◆ TASK TO CARRY OUT ◆
Up to and including the line that contains "object=grey asphalt road", return every line from the start of the data, unchanged.

(Records contained in a dataset)

• • • • •

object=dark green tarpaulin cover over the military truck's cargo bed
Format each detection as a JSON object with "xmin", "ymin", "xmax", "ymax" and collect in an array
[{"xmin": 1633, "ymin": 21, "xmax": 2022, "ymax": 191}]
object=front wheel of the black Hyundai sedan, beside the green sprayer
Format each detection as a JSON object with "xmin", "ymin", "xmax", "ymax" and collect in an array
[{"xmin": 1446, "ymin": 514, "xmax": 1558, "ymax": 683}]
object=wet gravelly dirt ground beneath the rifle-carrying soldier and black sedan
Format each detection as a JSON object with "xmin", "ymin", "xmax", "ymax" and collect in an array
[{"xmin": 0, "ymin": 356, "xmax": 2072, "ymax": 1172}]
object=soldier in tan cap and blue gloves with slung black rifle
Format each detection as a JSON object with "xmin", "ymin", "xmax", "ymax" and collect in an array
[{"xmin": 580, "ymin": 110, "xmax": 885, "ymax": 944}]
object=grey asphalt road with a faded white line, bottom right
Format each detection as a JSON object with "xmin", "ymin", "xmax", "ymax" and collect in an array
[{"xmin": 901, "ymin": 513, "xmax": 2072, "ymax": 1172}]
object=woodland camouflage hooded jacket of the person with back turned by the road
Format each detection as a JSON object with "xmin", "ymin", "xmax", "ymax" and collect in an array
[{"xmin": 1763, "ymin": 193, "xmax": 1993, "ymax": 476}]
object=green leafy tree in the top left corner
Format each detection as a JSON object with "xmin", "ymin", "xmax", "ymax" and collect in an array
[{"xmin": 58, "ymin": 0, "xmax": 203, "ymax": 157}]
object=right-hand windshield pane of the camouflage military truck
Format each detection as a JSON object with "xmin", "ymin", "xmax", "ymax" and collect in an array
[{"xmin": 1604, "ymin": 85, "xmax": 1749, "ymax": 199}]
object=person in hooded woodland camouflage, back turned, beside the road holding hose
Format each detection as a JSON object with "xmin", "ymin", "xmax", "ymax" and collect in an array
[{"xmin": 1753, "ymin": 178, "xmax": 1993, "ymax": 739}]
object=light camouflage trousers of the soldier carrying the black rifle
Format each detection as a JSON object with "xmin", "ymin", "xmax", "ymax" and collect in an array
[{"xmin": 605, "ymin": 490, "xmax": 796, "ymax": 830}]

• • • • •

◆ SOLUTION ◆
object=dark green tarpaulin cover over the military truck's cargo bed
Format each detection as a JSON object with "xmin", "ymin", "xmax", "ymax" and collect in an array
[{"xmin": 1633, "ymin": 21, "xmax": 2022, "ymax": 191}]
object=front wheel of the black Hyundai sedan, beside the green sprayer
Format each detection as a JSON object with "xmin", "ymin", "xmax", "ymax" and collect in an array
[{"xmin": 1446, "ymin": 514, "xmax": 1558, "ymax": 683}]
object=wet gravelly dirt ground beneath the rifle-carrying soldier and black sedan
Format each detection as a JSON object with "xmin", "ymin", "xmax", "ymax" and collect in an array
[{"xmin": 0, "ymin": 356, "xmax": 2072, "ymax": 1172}]
object=soldier in tan cap and blue gloves with slung black rifle
Format each detection as a JSON object with "xmin", "ymin", "xmax", "ymax" and collect in an array
[{"xmin": 580, "ymin": 110, "xmax": 885, "ymax": 944}]
object=grey asphalt road with a faded white line, bottom right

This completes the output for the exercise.